[Written problem] Copy the data below exactly.

[Material supplied]
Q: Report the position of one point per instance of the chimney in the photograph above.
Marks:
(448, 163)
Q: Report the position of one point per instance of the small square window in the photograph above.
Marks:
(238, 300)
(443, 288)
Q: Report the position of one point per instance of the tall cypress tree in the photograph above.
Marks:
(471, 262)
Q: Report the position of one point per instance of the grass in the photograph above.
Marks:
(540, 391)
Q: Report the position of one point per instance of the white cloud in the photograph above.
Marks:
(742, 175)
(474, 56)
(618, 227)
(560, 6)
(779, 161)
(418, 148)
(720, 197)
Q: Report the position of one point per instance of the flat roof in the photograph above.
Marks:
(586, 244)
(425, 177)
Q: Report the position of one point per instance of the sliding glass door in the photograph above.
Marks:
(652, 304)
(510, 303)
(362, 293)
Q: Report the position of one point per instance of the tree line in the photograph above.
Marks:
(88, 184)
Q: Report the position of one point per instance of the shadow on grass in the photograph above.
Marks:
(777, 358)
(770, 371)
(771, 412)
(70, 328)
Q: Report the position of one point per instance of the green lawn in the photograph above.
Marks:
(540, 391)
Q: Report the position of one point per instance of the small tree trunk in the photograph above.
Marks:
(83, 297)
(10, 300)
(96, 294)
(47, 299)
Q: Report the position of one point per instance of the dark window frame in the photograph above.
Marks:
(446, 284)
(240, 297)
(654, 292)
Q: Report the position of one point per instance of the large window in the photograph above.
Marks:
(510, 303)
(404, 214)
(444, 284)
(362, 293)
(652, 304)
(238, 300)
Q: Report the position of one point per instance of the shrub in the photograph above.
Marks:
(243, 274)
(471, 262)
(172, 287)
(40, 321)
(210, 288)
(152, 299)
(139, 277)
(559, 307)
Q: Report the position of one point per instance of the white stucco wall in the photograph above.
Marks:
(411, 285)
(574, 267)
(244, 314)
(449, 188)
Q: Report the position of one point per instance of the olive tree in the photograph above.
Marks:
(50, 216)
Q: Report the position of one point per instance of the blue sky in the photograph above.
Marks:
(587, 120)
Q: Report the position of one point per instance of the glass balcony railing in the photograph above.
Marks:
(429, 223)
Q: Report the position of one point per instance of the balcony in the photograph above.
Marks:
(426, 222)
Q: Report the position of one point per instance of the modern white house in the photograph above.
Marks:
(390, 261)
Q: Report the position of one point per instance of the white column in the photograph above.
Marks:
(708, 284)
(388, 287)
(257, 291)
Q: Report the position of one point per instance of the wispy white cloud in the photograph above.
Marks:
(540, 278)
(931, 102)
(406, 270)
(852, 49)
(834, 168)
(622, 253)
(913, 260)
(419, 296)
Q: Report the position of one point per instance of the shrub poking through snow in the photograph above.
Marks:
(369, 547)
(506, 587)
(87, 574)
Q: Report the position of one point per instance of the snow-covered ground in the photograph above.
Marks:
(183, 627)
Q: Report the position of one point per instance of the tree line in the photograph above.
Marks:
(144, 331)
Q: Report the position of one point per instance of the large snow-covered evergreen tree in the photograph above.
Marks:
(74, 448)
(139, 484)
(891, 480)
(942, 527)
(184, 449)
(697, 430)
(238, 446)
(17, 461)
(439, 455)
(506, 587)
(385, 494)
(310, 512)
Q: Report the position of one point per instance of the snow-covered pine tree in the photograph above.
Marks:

[The result]
Q: Report the position of one point per instance of the chimney in the photograph above.
Marks:
(448, 163)
Q: Report the position of one point per instance of the small square window in the photograph above.
Marks:
(238, 300)
(443, 288)
Q: Report the position of one point per instance of the tall cypress tree in the photograph above.
Marks:
(471, 262)
Q: Report the position of one point per instance of the grass in the photograph above.
Marks:
(540, 391)
Q: Report the position of one point per instance of the white cloud in the photograph above.
Marks:
(742, 175)
(474, 56)
(618, 227)
(560, 6)
(779, 161)
(418, 148)
(720, 197)
Q: Report the position of one point per instance of the flat roof in the photograph above.
Marks:
(586, 244)
(425, 177)
Q: Report the position of one point per instance of the sliding glass door in the photograph above.
Marks:
(652, 304)
(510, 303)
(362, 293)
Q: Report the position of one point per instance of the tree line in the photograph above.
Marks:
(88, 184)
Q: Report the position of one point per instance of the shadow on grass in the photograph above.
Marks:
(777, 358)
(770, 371)
(771, 412)
(70, 328)
Q: Report the position of one point per instance of the green lawn in the photograph above.
Marks:
(540, 391)
Q: Report the position of one point per instance of the small tree trunk in the photograph above.
Marks:
(83, 297)
(10, 300)
(96, 294)
(47, 299)
Q: Report the position of one point per instance of the dark window frame in the photograph above.
Marks:
(446, 284)
(240, 297)
(654, 292)
Q: Report the position of one point per instance of the large window in the photograph above.
Marks:
(510, 303)
(404, 214)
(444, 284)
(362, 293)
(652, 304)
(238, 300)
Q: Report the position of one point per instance of the shrub in the photograph above.
Marks:
(243, 274)
(471, 262)
(172, 287)
(40, 321)
(210, 288)
(152, 299)
(139, 277)
(559, 307)
Q: Report the position of one point per instance of the white stucco wall in the photograph above.
Marks:
(411, 285)
(574, 267)
(244, 314)
(449, 188)
Q: Report the position of one point per instance of the olive tree in the photograph above.
Marks:
(50, 216)
Q: Report the position of one point per instance of the blue sky in the photograph above.
Marks:
(587, 120)
Q: Report the position of one point per instance of the glass balcony railing in the photograph above.
Marks:
(429, 223)
Q: Report the position of one point per instance of the balcony in the photograph above.
Marks:
(426, 222)
Q: Report the position of one point per instance of the modern white house in the photograph above.
Marks:
(390, 261)
Q: Report the position of one point per instance of the white column in the photograph above.
Marks:
(708, 284)
(388, 287)
(257, 291)
Q: Report the position of one point per instance of the wispy white cloud in the photograph above.
Marks:
(540, 278)
(931, 102)
(406, 270)
(852, 49)
(834, 168)
(622, 253)
(913, 260)
(419, 296)
Q: Report the position of one point per instance of the shrub poking through snow in the photograph above.
Marks:
(369, 547)
(506, 587)
(87, 574)
Q: Report the position of one point per instance of the snow-covered ground in the photograph above.
Marks:
(183, 627)
Q: Report the position of one point per instance of the tree line in the photograph above.
Marks:
(144, 331)
Q: Report the position of one point per instance of the large snow-covered evergreen tree in the photograph above.
Marks:
(74, 448)
(139, 484)
(891, 480)
(942, 527)
(184, 449)
(697, 430)
(238, 446)
(17, 461)
(439, 455)
(506, 587)
(385, 494)
(310, 512)
Q: Report the position of one point per instance of the snow-covered pine tree in the photograph above.
Marks:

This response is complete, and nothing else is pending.